**Source data**
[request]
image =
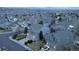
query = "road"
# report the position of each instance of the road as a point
(10, 45)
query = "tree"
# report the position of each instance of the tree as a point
(41, 35)
(25, 30)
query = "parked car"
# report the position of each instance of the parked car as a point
(76, 44)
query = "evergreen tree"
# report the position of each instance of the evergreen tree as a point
(25, 30)
(41, 35)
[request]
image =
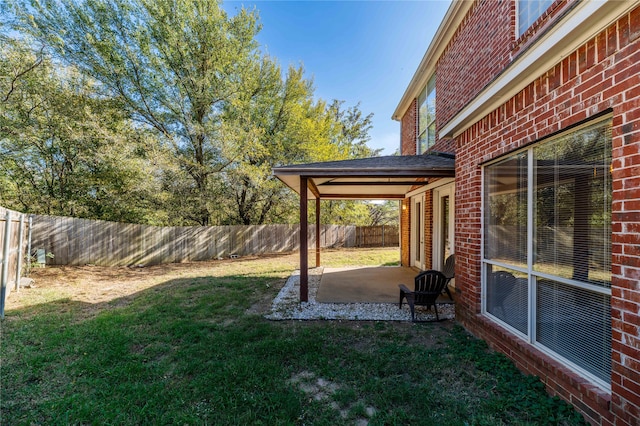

**Task**
Copy all the entries above exactly as they stand, except for the pictures.

**Answer section**
[request]
image =
query = "road"
# report the position of each instance of the road as a point
(10, 45)
query = "tree"
# report the position of each instance of the tree as a point
(41, 35)
(25, 30)
query = "parked car"
# report the position of each instance of the parked car as a point
(76, 44)
query = "evergreen tree"
# report the position of each instance of the evergreen tree as a point
(25, 30)
(41, 35)
[request]
image =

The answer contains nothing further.